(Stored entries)
****************
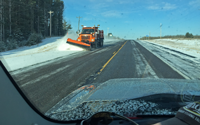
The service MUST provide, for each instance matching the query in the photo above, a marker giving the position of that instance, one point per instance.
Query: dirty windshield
(142, 55)
(87, 31)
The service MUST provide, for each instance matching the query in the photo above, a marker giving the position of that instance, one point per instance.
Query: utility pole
(78, 23)
(1, 18)
(149, 35)
(107, 31)
(50, 12)
(10, 15)
(160, 30)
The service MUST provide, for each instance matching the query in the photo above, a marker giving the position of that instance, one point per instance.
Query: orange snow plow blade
(78, 43)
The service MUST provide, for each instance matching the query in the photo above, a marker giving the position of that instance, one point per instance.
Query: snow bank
(49, 49)
(189, 47)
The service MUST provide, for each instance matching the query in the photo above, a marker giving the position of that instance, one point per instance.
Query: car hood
(128, 89)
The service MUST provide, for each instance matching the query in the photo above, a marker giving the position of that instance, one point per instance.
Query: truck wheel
(96, 44)
(102, 43)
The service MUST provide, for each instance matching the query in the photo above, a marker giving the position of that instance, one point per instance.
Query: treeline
(26, 22)
(186, 36)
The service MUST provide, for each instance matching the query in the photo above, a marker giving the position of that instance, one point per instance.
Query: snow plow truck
(90, 37)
****************
Work to be completed
What you output should match the records line for line, minus the pictures.

Task response
The service MUST provide, for each instance matching the query in the photo above, a marker giving the position of that instance, one point per instance.
Query: dirty windshield
(142, 55)
(87, 31)
The service MUST provide, for each instance matching the query in the photo above, a marker giving the position of that instance, one point per instance.
Query: utility pole
(78, 23)
(1, 18)
(149, 35)
(107, 31)
(50, 12)
(10, 15)
(160, 30)
The service MUST provide, for each instance matching the query in the photo above, a marker giving the position of that instance, one point per instance.
Query: orange snow plow blade
(78, 43)
The service MUST provide, for each instance matching the query in the photo above, a marker giving the position of that instance, one point per instance.
Query: snow bank
(49, 49)
(189, 47)
The service MUST provide, for each instance matching the query in the photo above, a marker giving the position of that instance, one point per instance.
Query: car hood
(128, 89)
The service MUST provide, for each instance matching the query in the photo above, a marker giving the position of that instance, one point per instance.
Query: truck wheel
(96, 44)
(102, 43)
The service MUST provide, for each instance matching the query in the photo above, a marker giving the position of that instance, one point per instance.
Query: treeline
(26, 22)
(186, 36)
The service MUST provide, for each instance matching the query in the photo above, a marker giving the position of that instance, one point per instance.
Query: snow plow truck
(90, 37)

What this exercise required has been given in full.